■ Job item: Gather every line in the data below that contains the string "tight". Treat uppercase and lowercase letters as different.

■ Supplied material:

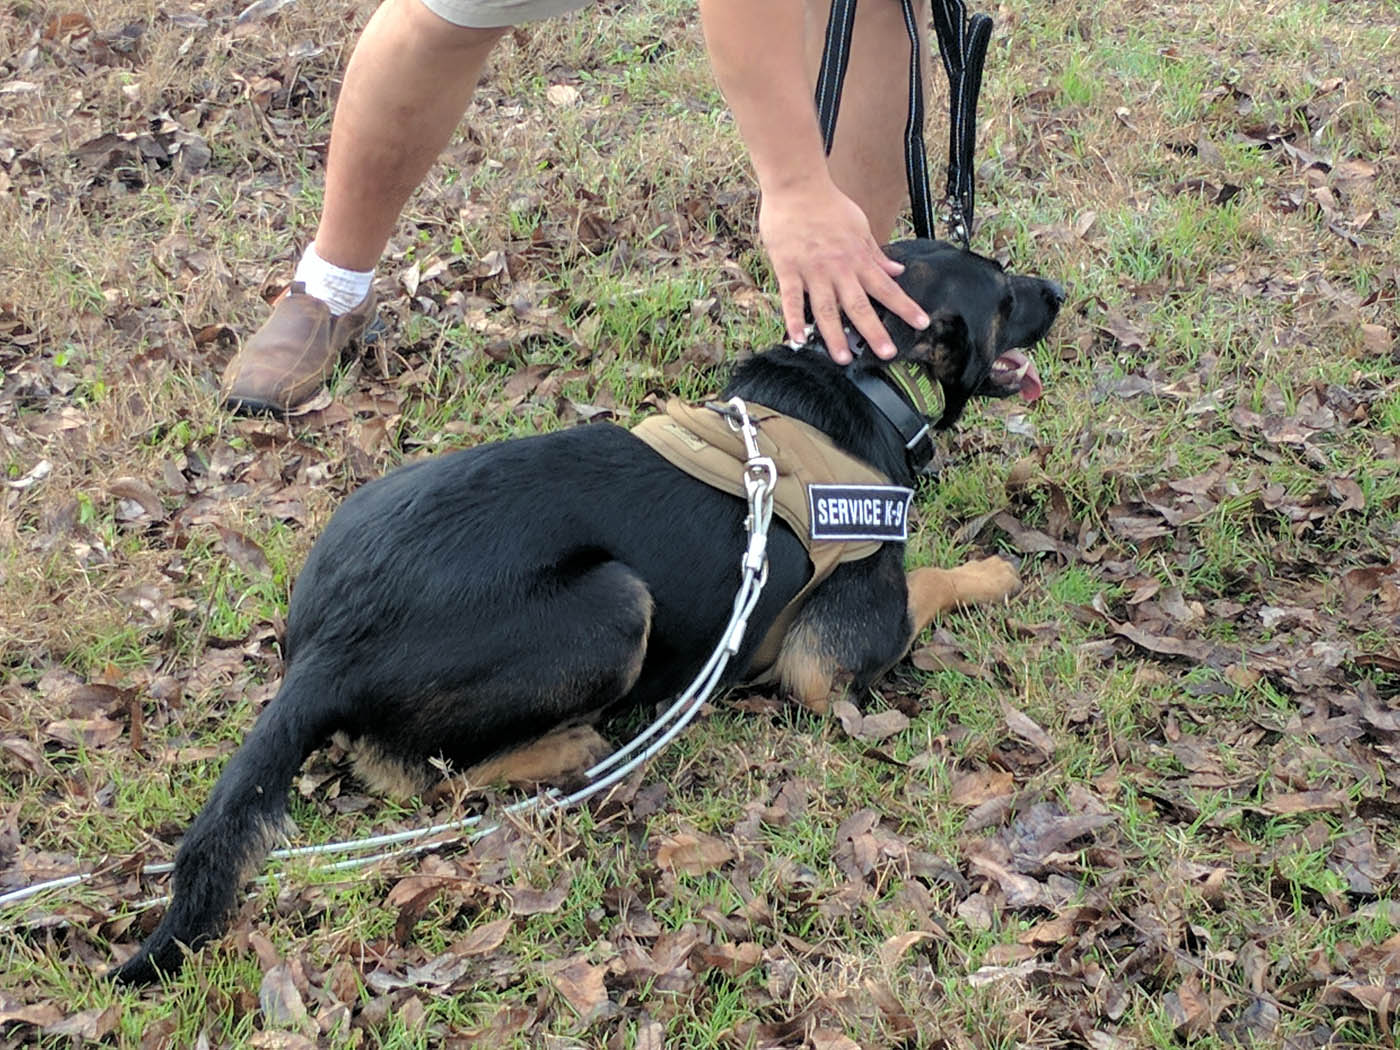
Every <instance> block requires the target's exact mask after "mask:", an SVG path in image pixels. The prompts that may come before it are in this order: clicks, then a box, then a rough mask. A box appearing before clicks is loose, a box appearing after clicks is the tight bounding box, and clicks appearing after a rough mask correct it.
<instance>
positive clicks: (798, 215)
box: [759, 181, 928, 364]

--

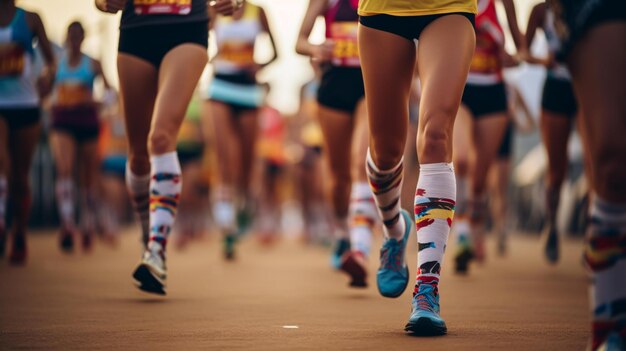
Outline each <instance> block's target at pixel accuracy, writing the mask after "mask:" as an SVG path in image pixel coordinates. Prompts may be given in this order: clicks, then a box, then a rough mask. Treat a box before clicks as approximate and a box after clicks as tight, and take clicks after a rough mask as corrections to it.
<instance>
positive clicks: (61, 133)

■ Expected answer:
Every <instance> block requires the target's exact mask after "mask:", an SVG path in image pixels. The prompts that may come before it are in this order: clicks, then a box, then a rough mask. A box appearing before clicks is loose, a box appearing after clicks is the tight bounding box, and clicks appearing after a rough mask correct it.
Outline each <instance> block's target at pixel accuracy, writing the mask after "mask:" as an SVG path in image pixel coordinates. Prompts may be given in this order: clicks, then a box, then a rough mask. Treat a box before clicks as approximate and a box after clicks as tight, and take clicks after a rough mask as corrections to it.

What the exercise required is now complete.